> Instructions to follow:
Answer these about the stock-prediction project write-up below:
(a) What span of years does the project cover?
(b) What tool were the data pipelines built with?
(c) From how many sources is the data collected?

Introduction

In the ever-evolving financial market, investors and financial analysts are consistently seeking ways to gain an edge in predicting stock price movements. Financial Metrics derived from financial statements are widely used as indicators of a company's performance and can provide valuable insights into its future prospects. This project aims to develop a machine learning model to predict the percentage change in stock prices of top listed US companies from 2002 to 2022, using key financial metrics derived from their financial statements. By accurately predicting stock price percentage change, this model can potentially serve as a valuable decision-making tool for investors and analysts, enabling them to make more informed investment decisions and optimise their portfolio management strategies. The success of this model will be evaluated based on its predictive accuracy and its ability to outperform conventional forecasting methods in predicting stock price movements, such as fundamental analysis or technical analysis.

Methodology

Data Pipeline

To efficiently manage free flow of data right from data extraction to modelling, construction of data pipelines is undertaken. These data pipelines are constructed using Mage - an Apache Airflow alternative and was used extensively to schedule, manage and orchestrate the entire dataflow

Architecture

Data Collection

Data is collected from 3 disparate sources and then collated to generate a novel dataset for the purpose of this project. This was made possible by building a Mage data pipeline to handle recursive data pull requests and simultaneous insertion into a database.

> Supplied entries:
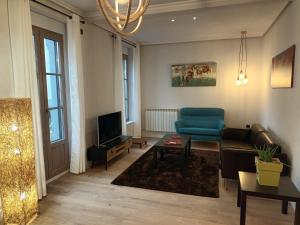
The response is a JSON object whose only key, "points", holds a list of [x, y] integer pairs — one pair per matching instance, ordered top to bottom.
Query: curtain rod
{"points": [[58, 11], [114, 35]]}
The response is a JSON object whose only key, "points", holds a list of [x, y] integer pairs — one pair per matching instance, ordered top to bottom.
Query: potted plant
{"points": [[268, 169]]}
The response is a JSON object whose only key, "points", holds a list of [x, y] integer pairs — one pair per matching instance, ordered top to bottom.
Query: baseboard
{"points": [[57, 176]]}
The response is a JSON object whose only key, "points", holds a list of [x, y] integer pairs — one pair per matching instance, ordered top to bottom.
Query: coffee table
{"points": [[162, 148], [286, 192]]}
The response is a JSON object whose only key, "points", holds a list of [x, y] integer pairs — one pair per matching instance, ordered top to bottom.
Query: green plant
{"points": [[266, 153]]}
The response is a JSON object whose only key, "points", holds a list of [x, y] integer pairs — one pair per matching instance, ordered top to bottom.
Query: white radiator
{"points": [[162, 120]]}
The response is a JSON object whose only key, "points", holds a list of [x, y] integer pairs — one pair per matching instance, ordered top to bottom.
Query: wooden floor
{"points": [[91, 199]]}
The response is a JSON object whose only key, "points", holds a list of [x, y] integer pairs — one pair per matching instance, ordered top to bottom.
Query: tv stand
{"points": [[108, 151]]}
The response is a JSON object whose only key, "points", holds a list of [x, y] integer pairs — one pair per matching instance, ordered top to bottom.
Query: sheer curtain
{"points": [[22, 72], [119, 81], [136, 97], [77, 107]]}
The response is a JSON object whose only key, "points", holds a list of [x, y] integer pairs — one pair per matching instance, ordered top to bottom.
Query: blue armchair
{"points": [[204, 124]]}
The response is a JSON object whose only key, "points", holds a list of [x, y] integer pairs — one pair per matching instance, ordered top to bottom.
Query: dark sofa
{"points": [[238, 150]]}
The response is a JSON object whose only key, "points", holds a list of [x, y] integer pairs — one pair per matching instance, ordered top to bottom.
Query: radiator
{"points": [[162, 120]]}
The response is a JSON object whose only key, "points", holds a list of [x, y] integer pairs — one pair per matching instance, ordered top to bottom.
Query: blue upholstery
{"points": [[203, 124]]}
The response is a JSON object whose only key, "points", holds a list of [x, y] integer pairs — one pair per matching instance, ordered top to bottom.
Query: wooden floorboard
{"points": [[90, 199]]}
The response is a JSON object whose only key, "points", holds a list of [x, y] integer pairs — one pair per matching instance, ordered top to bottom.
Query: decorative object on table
{"points": [[120, 15], [243, 61], [283, 69], [194, 75], [173, 139], [139, 141], [167, 145], [17, 162], [268, 168], [200, 177], [286, 192]]}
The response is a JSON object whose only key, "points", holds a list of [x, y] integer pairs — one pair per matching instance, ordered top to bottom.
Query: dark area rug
{"points": [[200, 177]]}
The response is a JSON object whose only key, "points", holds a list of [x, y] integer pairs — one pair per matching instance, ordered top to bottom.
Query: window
{"points": [[126, 85]]}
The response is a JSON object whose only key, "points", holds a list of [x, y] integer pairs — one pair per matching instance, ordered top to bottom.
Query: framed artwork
{"points": [[283, 69], [194, 75]]}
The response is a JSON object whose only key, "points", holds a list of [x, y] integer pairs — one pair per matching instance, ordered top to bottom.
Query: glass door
{"points": [[51, 77]]}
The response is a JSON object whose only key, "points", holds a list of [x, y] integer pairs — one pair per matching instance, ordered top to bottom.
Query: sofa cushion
{"points": [[199, 131], [236, 144]]}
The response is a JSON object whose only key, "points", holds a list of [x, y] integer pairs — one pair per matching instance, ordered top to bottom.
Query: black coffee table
{"points": [[162, 148], [286, 192]]}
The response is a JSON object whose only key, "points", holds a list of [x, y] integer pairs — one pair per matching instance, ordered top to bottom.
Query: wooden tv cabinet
{"points": [[109, 151]]}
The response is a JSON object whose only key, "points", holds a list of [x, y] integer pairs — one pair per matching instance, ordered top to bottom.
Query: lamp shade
{"points": [[17, 163]]}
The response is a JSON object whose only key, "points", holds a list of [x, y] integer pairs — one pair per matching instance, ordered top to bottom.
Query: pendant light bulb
{"points": [[238, 82]]}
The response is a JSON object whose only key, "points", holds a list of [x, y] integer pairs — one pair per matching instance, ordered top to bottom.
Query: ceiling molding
{"points": [[67, 6], [179, 6]]}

> Output:
(a) 2002 to 2022
(b) Mage
(c) 3